Convert the records below into a two-column CSV with the headers text and answer, one row per record. Wrap each field in double quotes and replace any line breaks inside a field with spaces.

Records shown:
──────────
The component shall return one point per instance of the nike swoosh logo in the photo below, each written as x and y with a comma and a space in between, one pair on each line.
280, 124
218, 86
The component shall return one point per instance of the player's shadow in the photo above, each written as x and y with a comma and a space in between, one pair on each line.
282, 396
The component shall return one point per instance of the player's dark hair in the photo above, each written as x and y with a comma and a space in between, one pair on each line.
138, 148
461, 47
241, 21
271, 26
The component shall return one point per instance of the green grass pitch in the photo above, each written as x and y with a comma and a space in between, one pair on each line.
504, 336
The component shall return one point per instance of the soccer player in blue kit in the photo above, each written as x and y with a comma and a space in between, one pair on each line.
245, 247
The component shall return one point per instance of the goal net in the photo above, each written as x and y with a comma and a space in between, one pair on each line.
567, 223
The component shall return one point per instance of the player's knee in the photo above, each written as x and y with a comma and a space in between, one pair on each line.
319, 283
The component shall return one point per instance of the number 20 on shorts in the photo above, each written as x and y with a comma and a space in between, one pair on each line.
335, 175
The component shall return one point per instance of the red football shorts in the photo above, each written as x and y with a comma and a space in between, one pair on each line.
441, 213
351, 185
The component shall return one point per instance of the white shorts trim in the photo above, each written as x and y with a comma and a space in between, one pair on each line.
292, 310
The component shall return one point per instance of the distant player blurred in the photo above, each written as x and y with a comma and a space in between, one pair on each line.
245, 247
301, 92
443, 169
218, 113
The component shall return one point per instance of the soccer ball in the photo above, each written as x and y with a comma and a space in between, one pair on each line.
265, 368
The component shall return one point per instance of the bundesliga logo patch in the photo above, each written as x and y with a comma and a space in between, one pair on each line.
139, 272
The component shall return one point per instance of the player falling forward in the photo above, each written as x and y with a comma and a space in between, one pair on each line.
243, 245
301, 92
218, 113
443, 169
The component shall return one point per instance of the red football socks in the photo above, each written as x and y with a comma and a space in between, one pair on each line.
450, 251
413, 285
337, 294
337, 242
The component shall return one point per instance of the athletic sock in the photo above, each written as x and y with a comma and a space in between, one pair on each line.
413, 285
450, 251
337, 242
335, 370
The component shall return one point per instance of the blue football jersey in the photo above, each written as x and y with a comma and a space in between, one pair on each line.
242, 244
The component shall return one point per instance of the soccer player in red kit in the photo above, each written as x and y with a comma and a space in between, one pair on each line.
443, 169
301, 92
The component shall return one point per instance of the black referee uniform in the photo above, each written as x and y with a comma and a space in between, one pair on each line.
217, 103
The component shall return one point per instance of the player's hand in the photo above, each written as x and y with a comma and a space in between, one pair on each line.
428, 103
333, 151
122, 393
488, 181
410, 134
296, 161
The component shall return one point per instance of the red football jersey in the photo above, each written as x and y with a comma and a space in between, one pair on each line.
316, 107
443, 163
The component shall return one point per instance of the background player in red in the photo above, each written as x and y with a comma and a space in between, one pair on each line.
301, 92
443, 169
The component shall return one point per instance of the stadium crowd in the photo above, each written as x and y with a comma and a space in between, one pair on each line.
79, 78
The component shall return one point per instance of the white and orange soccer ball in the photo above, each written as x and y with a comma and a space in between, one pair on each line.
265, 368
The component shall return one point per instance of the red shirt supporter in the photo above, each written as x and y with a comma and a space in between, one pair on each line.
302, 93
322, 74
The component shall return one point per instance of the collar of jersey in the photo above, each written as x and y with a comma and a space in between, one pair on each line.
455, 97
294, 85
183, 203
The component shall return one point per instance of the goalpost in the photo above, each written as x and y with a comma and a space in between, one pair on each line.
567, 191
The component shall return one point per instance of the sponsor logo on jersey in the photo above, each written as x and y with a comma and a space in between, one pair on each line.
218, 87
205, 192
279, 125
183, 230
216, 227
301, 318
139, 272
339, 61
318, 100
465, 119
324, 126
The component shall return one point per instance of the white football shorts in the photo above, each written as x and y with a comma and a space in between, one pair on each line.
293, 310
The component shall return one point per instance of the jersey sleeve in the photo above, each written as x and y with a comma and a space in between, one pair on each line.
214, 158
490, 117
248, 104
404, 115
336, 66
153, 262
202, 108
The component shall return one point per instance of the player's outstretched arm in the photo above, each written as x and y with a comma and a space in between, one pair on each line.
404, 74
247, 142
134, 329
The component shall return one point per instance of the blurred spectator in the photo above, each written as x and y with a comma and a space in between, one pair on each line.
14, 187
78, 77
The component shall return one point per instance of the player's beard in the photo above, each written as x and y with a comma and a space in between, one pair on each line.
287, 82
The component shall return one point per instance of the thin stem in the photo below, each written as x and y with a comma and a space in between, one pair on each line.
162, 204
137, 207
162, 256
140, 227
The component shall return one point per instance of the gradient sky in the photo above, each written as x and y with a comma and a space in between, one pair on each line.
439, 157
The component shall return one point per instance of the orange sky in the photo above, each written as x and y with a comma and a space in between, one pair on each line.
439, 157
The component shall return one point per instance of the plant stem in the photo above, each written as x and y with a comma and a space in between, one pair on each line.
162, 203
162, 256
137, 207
──────────
Task output:
text,answer
"The component shall return one point per instance of the nike swoosh logo in the photo below, each written as x and y with a comma and a space in between, one pair on each line.","280, 124 218, 86"
"The component shall return one point per instance of the player's shadow in the photo above, each written as x and y with a comma and a space in between, one pair on each line.","282, 396"
"The component shall return one point per instance of the player's dark hair in the photo above, each written as x and y with a comma and a space in between, one pair on each line.","138, 148 461, 47 241, 21 271, 26"
"The component shall return one point per instance of the green grass pitch in the photo above, each written as x and y with a comma and a space in between, one pair on each line.","504, 336"
"The component shall return one point per instance of the soccer player in blue kit in the photo above, each written as x and y with a comma and a space in between, one pair on each line.","245, 247"
"The component shall return one point per instance of the goal net in the photo above, each written as x and y with a comma and a space in between, one pair on each line.","567, 223"
"The component shall return one point per instance of the player's knee in the photo above, each written as x and y with a comma and a space in between, one pair on each line.","319, 283"
"The component shall return one point per instance of the number 20 on shorts in the photo above, each written as x and y with a comma and a space in between, one pair on each line.","335, 175"
"The component shall return one point per instance of the red football shorts in the photo above, each written as x and y with a comma and a space in between, one pair on each line.","441, 213 351, 185"
"The component shall return one point per instance of the white shorts trim in the photo above, each written as x and y with a comma and a space in between, one pair on each line.","292, 310"
"The component shall return one point per instance of the distant player blurred in the photo above, each written as x and y with a comma and a space in between, one pair on each line.","245, 247 301, 92 443, 169 218, 113"
"The component shall return one point per instance of the soccer ball in the photo above, each written as x and y with a comma and a space in between, one pair on each line.","265, 368"
"The component shall return one point per instance of the bundesliga logo patch in the photo above, each written as x and y with a comma and a space in between, one pair on each line.","139, 272"
"The component shall return one point per instance of the player falling forward in the photo above, each written as x and y with a comma and a space in between, one pair on each line.","243, 245 301, 92 218, 113 443, 169"
"The component shall return one point per instance of the red football socks in the photo above, each written as x and y with a comma and a space in between, one pair on each line.","450, 251 413, 285 337, 294 337, 242"
"The component shall return one point per instance of the athletic sock in the photo above, each written as x and y with a comma and a space in between, one pair on each line.","413, 285 450, 251 337, 242 335, 370"
"The component shall return one point per instance of the blue football jersey in the photo above, each written as x and y with a comma and a space in between, one pair on each line.","242, 244"
"The component shall return one point per instance of the soccer player in red kit in the photo above, each written as x and y with a comma and a space in between, one pair on each line.","443, 169 301, 92"
"The component shall return one point per instance of the black referee uniform in the photo above, each written as x and y with a comma and a space in between, one pair on each line.","217, 103"
"The component shall return one point per instance of the player's hand in the photo above, each written as x and y with a comma and a space in between, one pair on each line.","428, 103 333, 151 122, 393 488, 181 410, 134 296, 161"
"The component shall return one point per instance of the red football jersey in the photo above, each written as x and y with a comma and a space in between, one pair on each line.","316, 107 443, 163"
"The component shall return one point per instance of the background player in red in the photo above, each written as x and y with a comma and a space in between, one pair on each line.","301, 92 443, 169"
"The component shall return one point per instance of the stadium crowd in the photo above, each written as x and y with a comma and a space in between, one pair on each line.","79, 78"
"The component shall return one point per instance of the white and orange soccer ball in the photo above, each written as x and y with a comma and a space in between, one pair on each line.","265, 368"
"The component shall return one point per instance of the red shirt supporter in the photo above, each written as x and y with a comma and a space in between, one pair on each line.","302, 93 322, 74"
"The component shall return one point per instance of the collar of jersey in the photo above, each written as x and y with a comma and a space in between, one pair on each line.","455, 97 294, 85 183, 203"
"The component shall return one point per instance of the goalpost in the photo above, each written as x and y with a comma and a space in between, one pair on each line.","567, 191"
"The component shall return one point per instance of the sponsor logo on jersey in the photo above, each written as x and y with a comma and a space in between, one pair on each line.","218, 87 205, 192 279, 125 183, 230 216, 227 301, 318 139, 272 339, 61 318, 100 465, 119 324, 126"
"The component shall return one point per instance of the white football shorts in the photo above, each written as x and y with a comma and a space in between, one pair on each line.","293, 310"
"The component shall return one point per instance of the jersey sleeve in the photo above, each written as x and y with a comma and a space in between, one pair on each line.","214, 158 490, 117 248, 104 404, 115 336, 66 153, 262 202, 108"
"The component shall return one point per instance of the player's outstretched arm in the photo above, each written as x and y with a comma and a space in between, one pair on each line.","404, 74 247, 142 134, 329"
"The component shall return one point per instance of the blurred spectator in the photo above, each written as x and y with a comma and a space in between, one pair on each line.","14, 187 78, 77"
"The component shall return one point per instance of the player's beard in the photo above, each written as x and y with a comma and a space in between, one pair on each line.","287, 82"
"The component shall return one point per instance of the thin stem in the photo below, each written as x and y with a comma and a space in between, one pair on each line.","162, 204 137, 207 162, 256 140, 227"
"The component shall return one point per instance of the gradient sky in the photo above, each written as x and y with a comma and a space in between, one pair on each line.","439, 157"
"The component shall return one point per instance of the orange sky in the photo above, each written as x and y with a comma and a space in between, one pair on each line.","439, 157"
"The component shall return one point per instance of the plant stem in the photo above, each written as x and y with a comma and a space in between, one pair on each line.","162, 203 162, 256 137, 207"